Items listed in a dataset
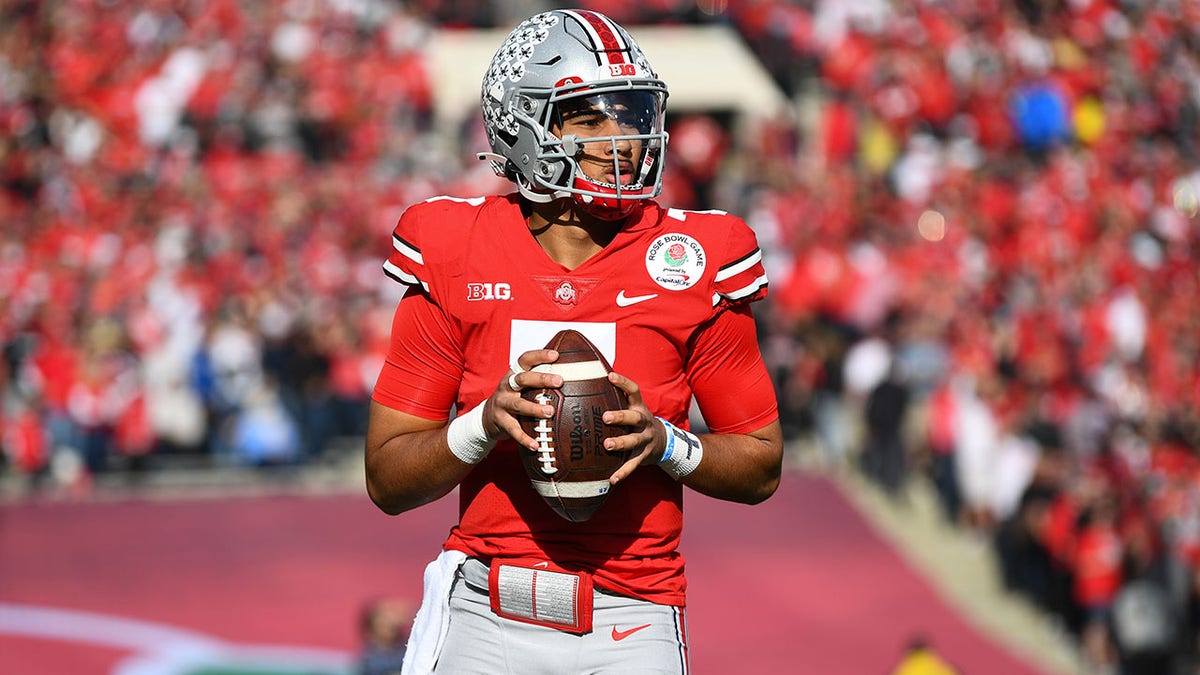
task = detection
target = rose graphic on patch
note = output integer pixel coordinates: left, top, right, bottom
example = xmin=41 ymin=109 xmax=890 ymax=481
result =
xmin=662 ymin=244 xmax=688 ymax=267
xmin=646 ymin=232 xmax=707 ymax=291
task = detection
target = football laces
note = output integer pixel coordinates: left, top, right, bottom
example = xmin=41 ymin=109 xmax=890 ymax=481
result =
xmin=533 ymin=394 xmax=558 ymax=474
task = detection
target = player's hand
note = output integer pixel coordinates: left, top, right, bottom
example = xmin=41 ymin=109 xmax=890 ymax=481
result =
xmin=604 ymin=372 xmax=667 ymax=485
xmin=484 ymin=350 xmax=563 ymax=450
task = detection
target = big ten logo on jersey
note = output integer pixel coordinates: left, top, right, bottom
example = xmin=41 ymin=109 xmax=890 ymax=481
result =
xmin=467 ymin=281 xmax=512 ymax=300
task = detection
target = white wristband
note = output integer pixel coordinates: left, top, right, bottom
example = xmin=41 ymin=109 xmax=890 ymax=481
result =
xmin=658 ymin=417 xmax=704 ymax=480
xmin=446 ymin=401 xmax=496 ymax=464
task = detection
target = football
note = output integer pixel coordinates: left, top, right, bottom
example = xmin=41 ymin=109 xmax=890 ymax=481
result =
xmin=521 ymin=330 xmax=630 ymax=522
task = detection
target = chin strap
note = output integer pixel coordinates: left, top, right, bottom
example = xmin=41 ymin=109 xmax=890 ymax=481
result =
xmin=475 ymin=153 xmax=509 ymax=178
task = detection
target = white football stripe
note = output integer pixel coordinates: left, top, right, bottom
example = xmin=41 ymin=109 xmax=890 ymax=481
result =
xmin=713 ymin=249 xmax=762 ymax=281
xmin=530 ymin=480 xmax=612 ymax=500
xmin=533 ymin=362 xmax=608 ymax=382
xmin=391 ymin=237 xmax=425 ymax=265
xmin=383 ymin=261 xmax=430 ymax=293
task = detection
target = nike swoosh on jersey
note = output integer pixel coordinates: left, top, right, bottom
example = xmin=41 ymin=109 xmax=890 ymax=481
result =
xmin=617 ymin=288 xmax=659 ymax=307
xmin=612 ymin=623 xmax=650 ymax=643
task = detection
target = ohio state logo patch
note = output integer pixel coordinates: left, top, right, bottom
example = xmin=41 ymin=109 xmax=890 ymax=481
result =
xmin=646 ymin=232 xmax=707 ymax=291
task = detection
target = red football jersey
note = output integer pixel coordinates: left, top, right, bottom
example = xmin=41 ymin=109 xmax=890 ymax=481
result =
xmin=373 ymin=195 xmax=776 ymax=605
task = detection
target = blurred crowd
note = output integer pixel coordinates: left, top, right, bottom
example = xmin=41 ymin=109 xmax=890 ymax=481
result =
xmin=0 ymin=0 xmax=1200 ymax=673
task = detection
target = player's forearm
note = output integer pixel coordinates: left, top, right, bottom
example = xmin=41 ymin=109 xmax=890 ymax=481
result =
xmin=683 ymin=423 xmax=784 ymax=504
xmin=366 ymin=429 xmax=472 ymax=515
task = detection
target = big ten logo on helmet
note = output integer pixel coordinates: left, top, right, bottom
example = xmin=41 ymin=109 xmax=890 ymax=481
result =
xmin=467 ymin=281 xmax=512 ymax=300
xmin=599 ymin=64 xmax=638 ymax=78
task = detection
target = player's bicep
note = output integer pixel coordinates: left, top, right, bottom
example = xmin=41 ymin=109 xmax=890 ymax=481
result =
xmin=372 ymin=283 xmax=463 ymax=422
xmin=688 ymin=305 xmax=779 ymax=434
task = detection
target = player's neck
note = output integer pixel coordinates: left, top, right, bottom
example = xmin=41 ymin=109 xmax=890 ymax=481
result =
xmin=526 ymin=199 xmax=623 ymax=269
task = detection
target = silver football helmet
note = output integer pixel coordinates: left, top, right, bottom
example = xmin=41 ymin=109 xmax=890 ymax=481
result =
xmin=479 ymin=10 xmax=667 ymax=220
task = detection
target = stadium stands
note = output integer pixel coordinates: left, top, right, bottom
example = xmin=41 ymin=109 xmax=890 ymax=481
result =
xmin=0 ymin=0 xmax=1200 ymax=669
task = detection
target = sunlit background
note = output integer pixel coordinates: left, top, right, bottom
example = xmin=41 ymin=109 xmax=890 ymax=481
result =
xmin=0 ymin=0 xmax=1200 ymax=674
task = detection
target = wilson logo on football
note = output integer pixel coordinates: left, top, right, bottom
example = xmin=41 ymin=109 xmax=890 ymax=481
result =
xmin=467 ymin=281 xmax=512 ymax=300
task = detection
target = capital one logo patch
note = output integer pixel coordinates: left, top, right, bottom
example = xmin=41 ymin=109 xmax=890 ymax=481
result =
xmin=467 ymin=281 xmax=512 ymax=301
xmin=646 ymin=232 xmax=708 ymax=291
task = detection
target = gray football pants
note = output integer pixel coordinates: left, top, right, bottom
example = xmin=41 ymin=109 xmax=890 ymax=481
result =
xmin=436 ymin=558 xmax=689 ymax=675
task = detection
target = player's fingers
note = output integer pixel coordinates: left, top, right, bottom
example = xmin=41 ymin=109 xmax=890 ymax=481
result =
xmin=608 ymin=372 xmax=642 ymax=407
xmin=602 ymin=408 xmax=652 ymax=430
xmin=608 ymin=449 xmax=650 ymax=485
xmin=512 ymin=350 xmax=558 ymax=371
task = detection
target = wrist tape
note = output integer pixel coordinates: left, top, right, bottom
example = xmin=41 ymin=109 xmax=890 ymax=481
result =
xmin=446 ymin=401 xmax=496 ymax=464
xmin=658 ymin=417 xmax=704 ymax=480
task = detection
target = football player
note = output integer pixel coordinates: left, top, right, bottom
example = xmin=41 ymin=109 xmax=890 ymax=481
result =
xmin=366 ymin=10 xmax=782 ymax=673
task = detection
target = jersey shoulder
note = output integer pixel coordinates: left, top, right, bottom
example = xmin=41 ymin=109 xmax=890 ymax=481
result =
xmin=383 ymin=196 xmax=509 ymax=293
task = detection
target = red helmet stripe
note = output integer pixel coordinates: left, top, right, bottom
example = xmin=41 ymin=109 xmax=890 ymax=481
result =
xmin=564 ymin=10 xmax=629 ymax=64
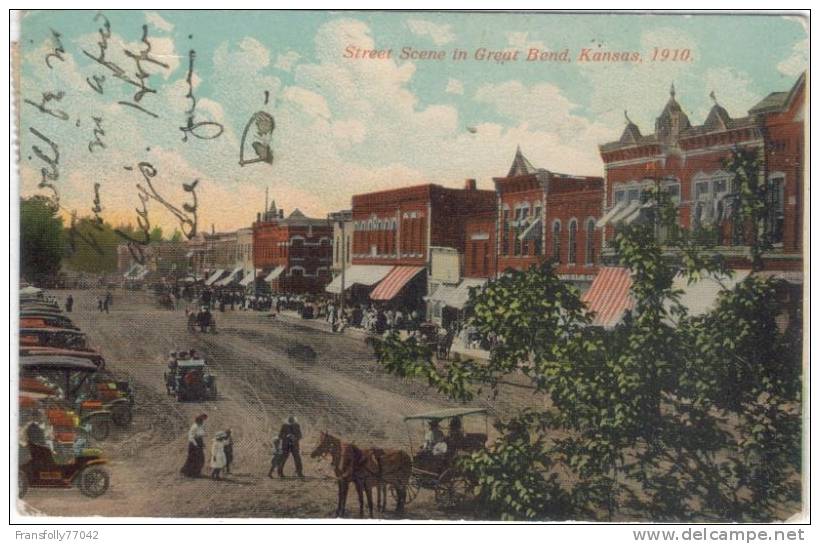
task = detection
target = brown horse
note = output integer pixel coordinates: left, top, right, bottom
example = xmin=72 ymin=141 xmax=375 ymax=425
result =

* * *

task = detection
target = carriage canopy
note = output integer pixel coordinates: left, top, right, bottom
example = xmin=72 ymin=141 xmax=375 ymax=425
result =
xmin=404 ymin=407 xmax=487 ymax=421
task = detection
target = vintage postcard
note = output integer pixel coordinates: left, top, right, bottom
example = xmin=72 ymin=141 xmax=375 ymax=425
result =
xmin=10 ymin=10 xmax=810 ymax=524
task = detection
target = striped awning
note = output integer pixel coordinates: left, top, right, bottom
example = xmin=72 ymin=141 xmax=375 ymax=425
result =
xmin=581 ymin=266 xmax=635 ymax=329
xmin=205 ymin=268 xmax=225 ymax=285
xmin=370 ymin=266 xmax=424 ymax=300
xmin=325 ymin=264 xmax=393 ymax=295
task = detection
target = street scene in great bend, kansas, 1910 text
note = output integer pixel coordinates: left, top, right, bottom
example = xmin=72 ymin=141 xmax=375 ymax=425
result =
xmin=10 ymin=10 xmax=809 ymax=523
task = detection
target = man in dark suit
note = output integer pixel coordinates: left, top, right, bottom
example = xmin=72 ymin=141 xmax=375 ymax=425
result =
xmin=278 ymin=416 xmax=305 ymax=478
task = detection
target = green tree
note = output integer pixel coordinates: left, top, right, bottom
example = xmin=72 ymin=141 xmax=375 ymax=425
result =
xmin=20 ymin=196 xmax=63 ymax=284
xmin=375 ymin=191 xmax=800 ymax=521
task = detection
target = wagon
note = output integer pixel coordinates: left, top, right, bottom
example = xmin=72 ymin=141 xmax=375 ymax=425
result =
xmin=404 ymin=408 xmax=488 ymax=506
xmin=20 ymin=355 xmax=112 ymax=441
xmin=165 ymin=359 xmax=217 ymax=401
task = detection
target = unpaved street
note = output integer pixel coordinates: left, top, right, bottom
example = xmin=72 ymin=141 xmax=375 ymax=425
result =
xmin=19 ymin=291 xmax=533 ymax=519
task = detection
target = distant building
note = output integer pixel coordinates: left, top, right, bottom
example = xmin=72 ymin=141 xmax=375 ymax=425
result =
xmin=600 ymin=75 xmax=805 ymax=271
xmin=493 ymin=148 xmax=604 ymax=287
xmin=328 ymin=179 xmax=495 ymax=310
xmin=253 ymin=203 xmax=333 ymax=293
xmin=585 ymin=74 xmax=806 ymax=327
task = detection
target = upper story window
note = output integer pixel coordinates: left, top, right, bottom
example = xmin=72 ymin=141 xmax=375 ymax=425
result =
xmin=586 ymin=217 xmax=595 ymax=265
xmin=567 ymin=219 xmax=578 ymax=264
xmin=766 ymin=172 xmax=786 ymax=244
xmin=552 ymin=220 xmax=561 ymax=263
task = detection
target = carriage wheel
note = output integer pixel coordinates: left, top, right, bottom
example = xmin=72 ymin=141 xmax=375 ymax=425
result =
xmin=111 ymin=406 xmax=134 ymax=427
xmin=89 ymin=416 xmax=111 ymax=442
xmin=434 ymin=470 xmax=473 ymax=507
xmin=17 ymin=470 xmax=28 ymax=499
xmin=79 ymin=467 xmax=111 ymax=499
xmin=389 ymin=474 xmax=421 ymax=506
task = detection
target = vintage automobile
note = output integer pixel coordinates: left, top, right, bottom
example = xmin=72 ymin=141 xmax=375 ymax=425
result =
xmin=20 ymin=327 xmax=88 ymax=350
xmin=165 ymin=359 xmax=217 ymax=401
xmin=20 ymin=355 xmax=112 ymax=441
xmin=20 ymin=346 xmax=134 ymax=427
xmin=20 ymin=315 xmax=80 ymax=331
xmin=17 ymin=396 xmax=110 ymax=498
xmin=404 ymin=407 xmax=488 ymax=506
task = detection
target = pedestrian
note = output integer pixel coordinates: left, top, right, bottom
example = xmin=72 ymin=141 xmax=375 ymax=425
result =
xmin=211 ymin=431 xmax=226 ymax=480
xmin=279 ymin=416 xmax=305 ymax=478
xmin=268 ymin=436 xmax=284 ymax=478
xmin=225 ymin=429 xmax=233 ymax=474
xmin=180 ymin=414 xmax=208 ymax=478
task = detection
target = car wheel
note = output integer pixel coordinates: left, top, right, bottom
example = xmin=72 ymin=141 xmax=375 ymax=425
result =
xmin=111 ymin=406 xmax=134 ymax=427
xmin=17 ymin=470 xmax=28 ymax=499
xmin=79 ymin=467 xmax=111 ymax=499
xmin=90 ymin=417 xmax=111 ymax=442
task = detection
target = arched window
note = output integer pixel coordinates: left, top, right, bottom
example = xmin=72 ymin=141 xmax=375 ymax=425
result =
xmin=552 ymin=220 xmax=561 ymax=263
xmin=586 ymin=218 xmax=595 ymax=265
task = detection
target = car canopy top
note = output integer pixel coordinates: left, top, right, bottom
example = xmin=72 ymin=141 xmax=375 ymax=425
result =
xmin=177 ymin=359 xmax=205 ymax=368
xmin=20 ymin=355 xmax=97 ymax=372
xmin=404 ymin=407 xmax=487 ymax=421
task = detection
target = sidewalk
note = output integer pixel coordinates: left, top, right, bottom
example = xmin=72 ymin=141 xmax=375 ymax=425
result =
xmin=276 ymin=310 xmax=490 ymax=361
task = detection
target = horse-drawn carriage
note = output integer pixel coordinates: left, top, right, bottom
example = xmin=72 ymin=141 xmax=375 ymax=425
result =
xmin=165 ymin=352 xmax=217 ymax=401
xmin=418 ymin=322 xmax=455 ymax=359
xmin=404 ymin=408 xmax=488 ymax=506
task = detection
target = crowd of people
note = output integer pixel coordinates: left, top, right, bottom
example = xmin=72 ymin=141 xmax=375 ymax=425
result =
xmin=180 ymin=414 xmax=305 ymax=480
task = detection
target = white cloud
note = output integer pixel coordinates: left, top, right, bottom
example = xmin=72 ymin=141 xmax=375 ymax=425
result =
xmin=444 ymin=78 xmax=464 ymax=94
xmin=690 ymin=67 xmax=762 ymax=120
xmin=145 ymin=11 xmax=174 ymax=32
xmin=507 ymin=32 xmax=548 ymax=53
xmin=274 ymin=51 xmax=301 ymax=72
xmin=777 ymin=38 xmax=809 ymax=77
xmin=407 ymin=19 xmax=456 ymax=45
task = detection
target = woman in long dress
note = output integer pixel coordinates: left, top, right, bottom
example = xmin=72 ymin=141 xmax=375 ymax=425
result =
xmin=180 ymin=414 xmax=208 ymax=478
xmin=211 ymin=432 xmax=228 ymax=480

--

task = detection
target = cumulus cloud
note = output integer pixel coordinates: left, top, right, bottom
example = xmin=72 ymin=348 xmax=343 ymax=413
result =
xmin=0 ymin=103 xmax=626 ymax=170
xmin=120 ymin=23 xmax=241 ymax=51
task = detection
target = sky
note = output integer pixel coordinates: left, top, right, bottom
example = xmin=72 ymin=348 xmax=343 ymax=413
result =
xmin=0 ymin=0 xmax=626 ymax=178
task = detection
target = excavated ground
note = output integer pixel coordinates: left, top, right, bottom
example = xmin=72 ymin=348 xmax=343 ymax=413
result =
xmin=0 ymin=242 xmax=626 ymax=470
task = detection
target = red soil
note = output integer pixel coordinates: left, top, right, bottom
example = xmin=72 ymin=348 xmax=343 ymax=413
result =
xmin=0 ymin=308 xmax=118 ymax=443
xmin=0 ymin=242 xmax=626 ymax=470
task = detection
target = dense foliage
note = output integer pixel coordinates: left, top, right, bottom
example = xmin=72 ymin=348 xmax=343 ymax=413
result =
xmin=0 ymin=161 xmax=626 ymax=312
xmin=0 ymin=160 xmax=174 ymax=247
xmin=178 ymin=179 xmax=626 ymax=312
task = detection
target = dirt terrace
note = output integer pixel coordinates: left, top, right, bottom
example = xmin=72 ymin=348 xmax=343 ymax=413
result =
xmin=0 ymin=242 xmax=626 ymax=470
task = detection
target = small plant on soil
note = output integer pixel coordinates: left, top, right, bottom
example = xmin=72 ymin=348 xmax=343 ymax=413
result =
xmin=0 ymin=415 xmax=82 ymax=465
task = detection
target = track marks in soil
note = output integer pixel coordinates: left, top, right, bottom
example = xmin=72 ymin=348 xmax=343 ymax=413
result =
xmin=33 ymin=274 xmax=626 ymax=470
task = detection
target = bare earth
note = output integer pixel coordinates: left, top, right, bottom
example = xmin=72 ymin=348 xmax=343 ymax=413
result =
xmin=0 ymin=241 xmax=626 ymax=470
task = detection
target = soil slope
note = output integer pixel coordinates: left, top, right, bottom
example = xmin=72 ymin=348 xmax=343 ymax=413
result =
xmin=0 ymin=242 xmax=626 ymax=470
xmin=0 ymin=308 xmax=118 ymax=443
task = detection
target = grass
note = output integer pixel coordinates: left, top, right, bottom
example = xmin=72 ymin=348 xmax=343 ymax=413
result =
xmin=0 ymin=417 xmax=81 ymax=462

# [What to work on]
Find every line in the listing above that contains the word "horse", and copy each of those lines in full.

# [Task solution]
target = brown horse
target = horse-drawn carriage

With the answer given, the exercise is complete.